Dataset content:
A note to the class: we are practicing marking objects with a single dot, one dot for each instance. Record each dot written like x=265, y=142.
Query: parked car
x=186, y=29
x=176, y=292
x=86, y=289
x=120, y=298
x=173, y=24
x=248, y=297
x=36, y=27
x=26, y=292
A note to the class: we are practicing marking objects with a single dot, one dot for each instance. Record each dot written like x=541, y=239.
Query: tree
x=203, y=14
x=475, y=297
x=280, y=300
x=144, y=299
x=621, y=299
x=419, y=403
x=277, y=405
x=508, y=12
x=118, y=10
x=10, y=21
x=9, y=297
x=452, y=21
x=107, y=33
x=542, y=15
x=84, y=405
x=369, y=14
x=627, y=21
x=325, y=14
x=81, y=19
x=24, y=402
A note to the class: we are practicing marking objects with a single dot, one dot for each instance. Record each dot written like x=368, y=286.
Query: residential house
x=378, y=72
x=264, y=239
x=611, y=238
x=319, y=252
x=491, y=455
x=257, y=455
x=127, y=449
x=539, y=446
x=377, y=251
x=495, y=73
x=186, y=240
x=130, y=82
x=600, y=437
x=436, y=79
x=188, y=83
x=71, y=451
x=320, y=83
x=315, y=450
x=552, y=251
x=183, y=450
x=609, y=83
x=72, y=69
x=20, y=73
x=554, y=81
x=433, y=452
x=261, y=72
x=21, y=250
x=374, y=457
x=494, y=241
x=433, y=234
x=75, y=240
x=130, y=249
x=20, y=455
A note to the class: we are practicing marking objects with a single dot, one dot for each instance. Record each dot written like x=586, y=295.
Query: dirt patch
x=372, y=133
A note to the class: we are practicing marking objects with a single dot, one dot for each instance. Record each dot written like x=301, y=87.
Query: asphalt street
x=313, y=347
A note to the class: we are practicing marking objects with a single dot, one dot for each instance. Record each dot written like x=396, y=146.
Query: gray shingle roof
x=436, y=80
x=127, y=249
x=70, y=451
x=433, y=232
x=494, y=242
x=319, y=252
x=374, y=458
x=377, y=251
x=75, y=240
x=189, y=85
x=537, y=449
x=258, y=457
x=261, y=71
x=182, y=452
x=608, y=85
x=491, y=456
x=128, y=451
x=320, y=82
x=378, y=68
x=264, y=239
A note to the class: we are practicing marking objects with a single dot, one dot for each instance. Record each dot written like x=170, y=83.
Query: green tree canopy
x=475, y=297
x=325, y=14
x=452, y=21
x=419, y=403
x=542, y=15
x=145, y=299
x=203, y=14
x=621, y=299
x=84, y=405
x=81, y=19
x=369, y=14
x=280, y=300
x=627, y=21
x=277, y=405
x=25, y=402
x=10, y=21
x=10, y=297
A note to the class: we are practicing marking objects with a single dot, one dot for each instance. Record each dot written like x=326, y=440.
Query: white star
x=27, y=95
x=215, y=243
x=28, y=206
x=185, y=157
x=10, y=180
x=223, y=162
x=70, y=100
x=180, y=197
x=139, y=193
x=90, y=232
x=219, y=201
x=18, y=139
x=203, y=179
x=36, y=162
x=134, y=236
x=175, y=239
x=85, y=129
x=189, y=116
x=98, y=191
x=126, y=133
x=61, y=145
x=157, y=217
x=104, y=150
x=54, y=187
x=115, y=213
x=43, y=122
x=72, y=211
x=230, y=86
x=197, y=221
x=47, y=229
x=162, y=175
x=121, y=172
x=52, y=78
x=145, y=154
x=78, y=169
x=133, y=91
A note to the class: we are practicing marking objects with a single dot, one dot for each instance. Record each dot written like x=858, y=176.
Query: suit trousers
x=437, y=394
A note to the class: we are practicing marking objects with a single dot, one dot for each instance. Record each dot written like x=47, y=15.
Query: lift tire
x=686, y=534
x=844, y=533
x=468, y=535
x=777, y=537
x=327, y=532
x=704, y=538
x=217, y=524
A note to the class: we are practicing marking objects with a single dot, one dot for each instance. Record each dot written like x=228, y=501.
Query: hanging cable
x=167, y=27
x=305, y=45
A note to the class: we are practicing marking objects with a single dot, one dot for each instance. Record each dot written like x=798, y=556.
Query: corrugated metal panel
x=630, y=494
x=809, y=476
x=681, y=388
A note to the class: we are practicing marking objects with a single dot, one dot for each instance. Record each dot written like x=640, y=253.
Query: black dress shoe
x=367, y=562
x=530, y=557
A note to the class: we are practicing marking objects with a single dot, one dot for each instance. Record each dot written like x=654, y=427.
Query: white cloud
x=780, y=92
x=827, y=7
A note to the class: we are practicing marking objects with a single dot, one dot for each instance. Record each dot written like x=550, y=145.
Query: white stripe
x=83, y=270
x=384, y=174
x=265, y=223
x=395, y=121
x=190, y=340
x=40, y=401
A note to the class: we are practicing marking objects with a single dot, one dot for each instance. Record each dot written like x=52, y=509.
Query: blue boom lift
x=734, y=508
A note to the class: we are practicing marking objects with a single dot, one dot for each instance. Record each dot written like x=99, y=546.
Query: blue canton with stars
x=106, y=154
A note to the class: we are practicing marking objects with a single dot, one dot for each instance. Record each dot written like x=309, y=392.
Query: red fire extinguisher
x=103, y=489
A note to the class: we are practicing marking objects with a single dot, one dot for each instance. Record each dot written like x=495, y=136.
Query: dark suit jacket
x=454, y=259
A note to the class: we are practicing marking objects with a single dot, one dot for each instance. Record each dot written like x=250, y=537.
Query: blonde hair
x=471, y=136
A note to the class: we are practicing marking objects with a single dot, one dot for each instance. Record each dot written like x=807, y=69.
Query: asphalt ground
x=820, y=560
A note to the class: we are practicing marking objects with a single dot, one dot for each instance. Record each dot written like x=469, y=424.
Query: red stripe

Aim of the exercise: The answer is the full set of records, printed exactly as given.

The answer:
A note to the class: we are practicing marking objects with a single dot, one dot for each instance. Record each dot written like x=265, y=142.
Query: parked car
x=186, y=29
x=176, y=292
x=86, y=289
x=120, y=298
x=173, y=24
x=248, y=297
x=36, y=27
x=26, y=292
A note to the class: we are practicing marking objects with a single dot, one dot for each instance. Record each dot written like x=541, y=239.
Query: tree
x=203, y=14
x=475, y=297
x=280, y=300
x=144, y=299
x=621, y=299
x=419, y=403
x=277, y=405
x=508, y=12
x=118, y=10
x=10, y=21
x=9, y=297
x=452, y=21
x=107, y=33
x=542, y=15
x=84, y=405
x=369, y=14
x=627, y=21
x=325, y=14
x=81, y=19
x=24, y=402
A note to the class: we are practicing marking objects with a single dot, one dot for each instance. Record each dot written like x=368, y=286.
Query: residential house
x=378, y=72
x=264, y=239
x=611, y=238
x=319, y=252
x=491, y=455
x=257, y=455
x=127, y=449
x=539, y=446
x=377, y=251
x=495, y=73
x=186, y=240
x=130, y=82
x=600, y=437
x=436, y=79
x=188, y=83
x=71, y=451
x=320, y=83
x=315, y=450
x=552, y=251
x=183, y=450
x=609, y=83
x=72, y=69
x=20, y=73
x=554, y=81
x=433, y=452
x=261, y=72
x=21, y=250
x=374, y=457
x=494, y=241
x=433, y=234
x=75, y=240
x=130, y=249
x=20, y=455
A note to the class: we are practicing marking objects with a single dot, one dot for each instance. Record each dot written like x=586, y=295.
Query: dirt patch
x=372, y=133
A note to the class: we are practicing marking objects with a single dot, one dot for each instance. Record each dot written like x=301, y=87.
Query: asphalt street
x=313, y=347
A note to the class: we are practicing marking objects with a single dot, one dot for each instance. Record each dot written like x=396, y=146.
Query: gray shingle roof
x=436, y=80
x=127, y=249
x=70, y=451
x=433, y=232
x=494, y=242
x=319, y=252
x=374, y=458
x=377, y=251
x=75, y=240
x=189, y=85
x=537, y=449
x=258, y=457
x=261, y=71
x=182, y=452
x=608, y=85
x=491, y=456
x=128, y=451
x=320, y=82
x=378, y=68
x=264, y=239
A note to the class: we are practicing marking objects with a single dot, one dot for each instance. Record each dot written like x=170, y=83.
Query: green tree canopy
x=475, y=297
x=325, y=14
x=452, y=21
x=419, y=403
x=542, y=15
x=145, y=299
x=203, y=14
x=621, y=299
x=84, y=405
x=81, y=19
x=369, y=14
x=280, y=300
x=627, y=21
x=277, y=405
x=25, y=402
x=10, y=21
x=10, y=297
A note to the class: we are practicing marking objects with a single dot, one dot for each instance. Record each dot written like x=326, y=440.
Query: white star
x=27, y=95
x=215, y=243
x=28, y=206
x=185, y=157
x=10, y=180
x=223, y=162
x=70, y=100
x=180, y=197
x=139, y=193
x=90, y=232
x=219, y=201
x=18, y=139
x=203, y=179
x=36, y=162
x=134, y=236
x=175, y=239
x=85, y=129
x=189, y=116
x=98, y=191
x=126, y=133
x=61, y=145
x=157, y=217
x=104, y=150
x=54, y=187
x=115, y=213
x=43, y=122
x=72, y=211
x=230, y=86
x=197, y=221
x=47, y=229
x=162, y=175
x=121, y=172
x=52, y=78
x=145, y=154
x=78, y=169
x=133, y=91
A note to the class: we are practicing marking objects with a single dot, one dot for each instance. Record each dot written like x=858, y=176.
Query: suit trousers
x=437, y=394
A note to the class: we are practicing marking objects with a single dot, one dot for each instance. Record each dot written like x=47, y=15.
Query: lift tire
x=686, y=534
x=844, y=533
x=468, y=535
x=777, y=537
x=327, y=532
x=704, y=538
x=217, y=524
A note to the class: we are practicing marking objects with a single dot, one dot for each instance. Record each dot written like x=228, y=501.
Query: hanging cable
x=167, y=27
x=305, y=45
A note to the class: we are practicing marking objects with a single dot, one dot for each instance. Record each dot written like x=798, y=556.
Query: corrugated metal panel
x=630, y=494
x=809, y=476
x=681, y=388
A note to the class: we are practicing marking objects with a single dot, one dot for each instance. Record each dot written like x=640, y=253.
Query: black dress shoe
x=367, y=562
x=530, y=557
A note to the class: we are practicing marking objects with a single dot, one dot for each instance. Record each dot written like x=654, y=427.
Query: white cloud
x=780, y=92
x=827, y=7
A note to the class: we are practicing marking objects with a single dot, one dot for each instance. Record each dot written like x=550, y=145.
Query: white stripe
x=83, y=270
x=384, y=174
x=265, y=223
x=395, y=121
x=190, y=340
x=40, y=401
A note to the class: we are practicing marking objects with a single dot, one dot for each instance. Record each dot written like x=52, y=509.
Query: blue boom lift
x=734, y=508
A note to the class: we are practicing marking objects with a single dot, one dot for each instance. Record each dot written like x=99, y=546.
Query: blue canton with stars
x=106, y=154
A note to the class: we are practicing marking objects with a single dot, one dot for each instance. Record each dot written like x=309, y=392.
Query: red fire extinguisher
x=103, y=489
A note to the class: we are practicing marking objects with a single dot, one dot for each instance. Record each dot written like x=495, y=136.
Query: dark suit jacket
x=454, y=259
A note to the class: we are practicing marking objects with a single dot, one dot for each instance. Record each dot written like x=250, y=537.
Query: blonde hair
x=471, y=136
A note to the class: we are practicing marking objects with a single dot, one dot for each instance. Record each dot written like x=807, y=69.
Query: asphalt ground
x=820, y=560
A note to the class: we are practicing marking objects with a single dot, one dot for each instance. Record each dot written like x=469, y=424.
Query: red stripe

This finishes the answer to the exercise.